Records from an annotation dataset:
## Begin

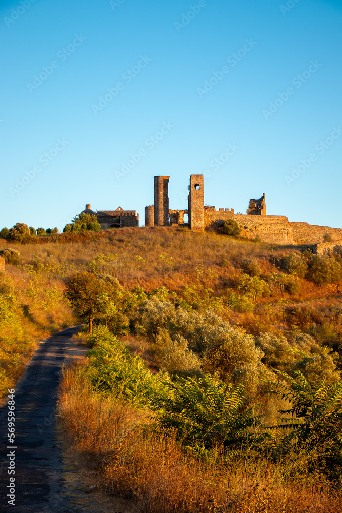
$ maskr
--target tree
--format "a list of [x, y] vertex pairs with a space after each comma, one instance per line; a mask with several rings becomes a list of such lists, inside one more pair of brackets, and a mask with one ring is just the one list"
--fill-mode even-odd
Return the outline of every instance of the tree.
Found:
[[24, 223], [17, 223], [9, 231], [9, 238], [17, 242], [25, 242], [30, 235], [29, 227]]
[[236, 221], [233, 219], [228, 219], [225, 221], [223, 225], [223, 232], [225, 235], [231, 237], [238, 237], [240, 234], [240, 228]]
[[[75, 215], [72, 221], [72, 224], [66, 225], [63, 231], [100, 231], [101, 225], [98, 222], [97, 215], [85, 214], [83, 212]], [[71, 230], [67, 228], [70, 226]]]
[[8, 239], [9, 237], [10, 231], [8, 228], [3, 228], [0, 231], [0, 238], [1, 239]]
[[90, 272], [74, 274], [67, 282], [66, 295], [78, 317], [88, 319], [89, 333], [93, 330], [93, 321], [103, 311], [103, 293], [106, 284]]
[[56, 227], [54, 228], [48, 228], [46, 229], [46, 233], [48, 235], [55, 235], [58, 232], [58, 229]]

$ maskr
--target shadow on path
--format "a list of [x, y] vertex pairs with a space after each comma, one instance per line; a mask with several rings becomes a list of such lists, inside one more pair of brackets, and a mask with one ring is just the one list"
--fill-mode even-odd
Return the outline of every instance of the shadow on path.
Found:
[[[85, 356], [87, 347], [75, 345], [71, 337], [79, 327], [69, 328], [47, 339], [28, 364], [15, 391], [15, 443], [8, 441], [6, 404], [0, 410], [0, 511], [16, 513], [78, 513], [70, 491], [63, 484], [62, 451], [55, 429], [56, 400], [61, 366], [69, 359]], [[16, 448], [11, 447], [10, 445]], [[15, 451], [15, 505], [7, 503], [10, 451]], [[72, 501], [73, 502], [73, 501]], [[12, 508], [12, 510], [11, 508]]]

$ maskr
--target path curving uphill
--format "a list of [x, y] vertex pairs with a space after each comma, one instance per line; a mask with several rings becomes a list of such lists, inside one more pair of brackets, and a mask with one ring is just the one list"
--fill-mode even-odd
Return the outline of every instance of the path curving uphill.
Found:
[[[62, 449], [56, 430], [56, 393], [64, 362], [85, 356], [86, 347], [75, 345], [69, 328], [44, 341], [15, 389], [15, 442], [8, 437], [8, 408], [0, 410], [0, 511], [17, 513], [78, 513], [70, 490], [63, 485]], [[12, 445], [10, 449], [7, 446]], [[16, 448], [13, 448], [13, 446]], [[15, 451], [15, 506], [8, 504], [10, 451]], [[11, 508], [13, 508], [11, 510]]]

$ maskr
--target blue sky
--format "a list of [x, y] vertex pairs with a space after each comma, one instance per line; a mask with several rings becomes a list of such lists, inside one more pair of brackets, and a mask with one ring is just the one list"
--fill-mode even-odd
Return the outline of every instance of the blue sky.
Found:
[[87, 203], [143, 224], [153, 176], [186, 208], [191, 174], [217, 208], [265, 192], [341, 227], [341, 23], [332, 0], [3, 0], [0, 228]]

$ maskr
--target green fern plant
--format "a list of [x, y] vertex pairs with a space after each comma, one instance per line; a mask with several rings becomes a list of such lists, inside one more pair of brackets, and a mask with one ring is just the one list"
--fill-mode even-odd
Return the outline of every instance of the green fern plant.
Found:
[[[339, 475], [342, 465], [342, 383], [327, 384], [318, 377], [307, 380], [299, 371], [295, 378], [277, 372], [287, 383], [277, 383], [269, 392], [289, 403], [271, 429], [277, 436], [278, 456], [296, 453], [306, 465]], [[275, 448], [275, 445], [274, 448]]]
[[159, 426], [176, 430], [183, 445], [200, 452], [204, 448], [240, 446], [257, 421], [251, 409], [244, 410], [243, 385], [234, 387], [210, 374], [175, 381], [167, 377], [164, 391], [154, 405]]

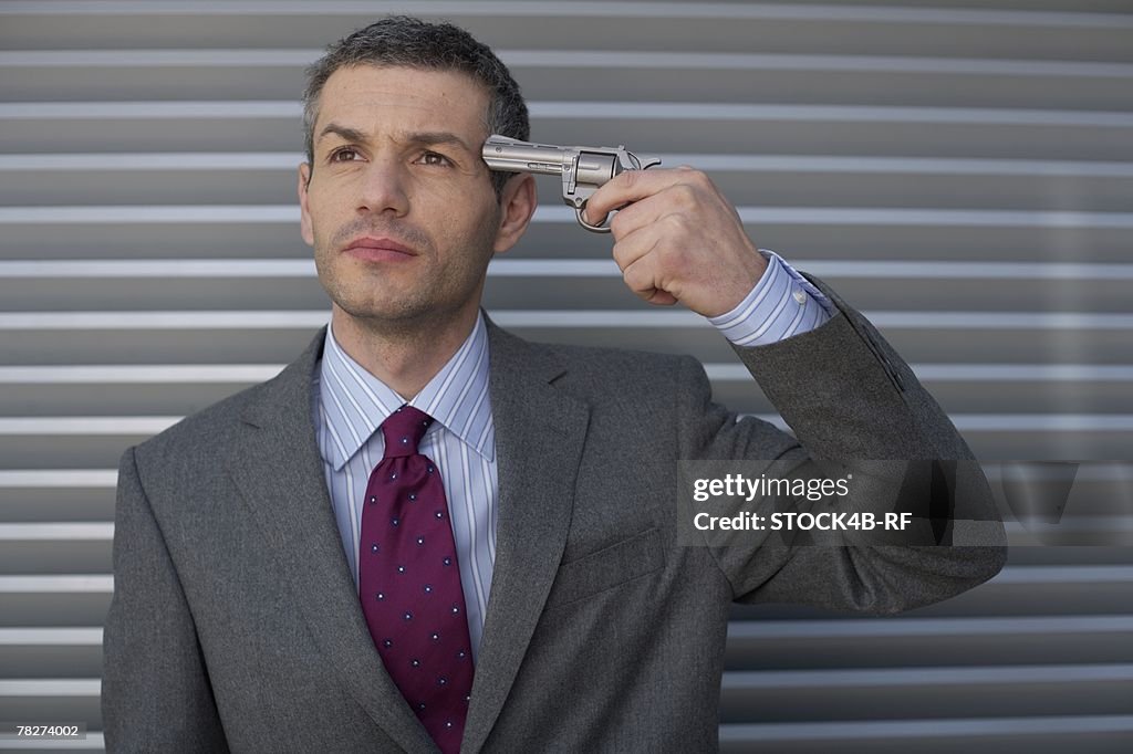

## End

*Given instruction*. Rewrite every item with each "vertex pairs" changed to "point pairs" and everything else unchanged. Leave the pictures out of your answer.

*Answer for this exercise*.
$ maskr
--target tree
--format "a list of [x, y] point pairs with a space after each comma, one instance per line; a mask with several rings becomes a list of such lists, inside one more pair of brackets, and a mask with one ring is just the one list"
--fill-mode even-odd
Return the outline of every instance of the tree.
Found:
[[24, 223], [17, 223], [9, 231], [9, 238], [17, 242], [25, 242], [30, 235], [29, 227]]
[[236, 221], [233, 219], [228, 219], [225, 221], [223, 225], [223, 232], [225, 235], [231, 237], [238, 237], [240, 234], [240, 228]]
[[[75, 215], [72, 221], [72, 224], [66, 225], [63, 231], [100, 231], [101, 225], [98, 222], [97, 215], [85, 214], [83, 212]], [[71, 230], [67, 228], [70, 226]]]
[[8, 239], [9, 237], [10, 231], [8, 228], [3, 228], [0, 231], [0, 238], [1, 239]]
[[90, 272], [74, 274], [67, 282], [66, 295], [78, 317], [88, 319], [89, 333], [93, 330], [93, 321], [103, 311], [103, 293], [106, 284]]
[[56, 227], [54, 228], [48, 228], [46, 229], [46, 233], [48, 235], [55, 235], [58, 232], [58, 229]]

$ maskr
--target shadow on path
--format "a list of [x, y] point pairs with a space after each comma, one instance per line; a mask with several rings becomes a list of such lists, inside one more pair of brackets, and a mask with one ring is just the one list"
--fill-mode even-odd
Return the outline of every instance of the shadow on path.
Found:
[[[85, 356], [87, 347], [75, 345], [71, 337], [79, 327], [69, 328], [47, 339], [28, 364], [15, 391], [15, 443], [8, 441], [6, 404], [0, 410], [0, 511], [16, 513], [78, 513], [70, 491], [63, 484], [62, 451], [55, 429], [56, 400], [61, 366], [69, 359]], [[16, 448], [11, 447], [10, 445]], [[15, 451], [15, 505], [7, 503], [10, 451]], [[72, 501], [73, 502], [73, 501]], [[12, 508], [12, 510], [11, 508]]]

$ maskr
--target path curving uphill
--format "a list of [x, y] point pairs with a space after each comma, one instance per line; a mask with several rings becomes a list of such lists, inside one more pair of brackets, and a mask with one ring is just the one list"
--fill-mode even-odd
Return the outline of every instance of the path curving uphill.
Found:
[[[62, 449], [56, 430], [56, 393], [64, 362], [85, 356], [86, 347], [75, 345], [69, 328], [44, 341], [15, 389], [15, 442], [8, 437], [8, 408], [0, 410], [0, 511], [17, 513], [78, 513], [70, 490], [63, 485]], [[12, 445], [10, 449], [7, 446]], [[16, 448], [13, 448], [13, 446]], [[15, 451], [15, 506], [8, 504], [10, 451]], [[11, 508], [13, 508], [11, 510]]]

$ maskr
--target blue sky
--format "a list of [x, y] point pairs with a space after each comma, one instance per line; a mask with several rings becomes a list of such lists, inside one more pair of brackets, and a mask with one ring is just the one list"
--fill-mode even-odd
Return the outline of every instance of the blue sky.
Found:
[[87, 203], [143, 224], [153, 176], [186, 208], [191, 174], [217, 208], [265, 192], [341, 227], [341, 23], [332, 0], [3, 0], [0, 228]]

$ maskr
--target green fern plant
--format "a list of [x, y] point pairs with a space after each comma, one instance per line; a mask with several rings becomes a list of such lists, inside one more pair of brackets, and a mask with one ring is just the one list"
--fill-mode even-odd
Return the outline of every instance of the green fern plant.
Found:
[[[339, 475], [342, 465], [342, 383], [327, 384], [318, 377], [307, 380], [299, 371], [295, 378], [277, 372], [287, 383], [277, 383], [269, 392], [289, 403], [271, 429], [277, 436], [278, 456], [296, 453], [306, 465]], [[275, 448], [275, 445], [274, 448]]]
[[159, 426], [176, 430], [183, 445], [200, 452], [204, 448], [240, 446], [257, 421], [251, 409], [244, 410], [243, 385], [234, 387], [210, 374], [175, 381], [167, 377], [164, 391], [154, 405]]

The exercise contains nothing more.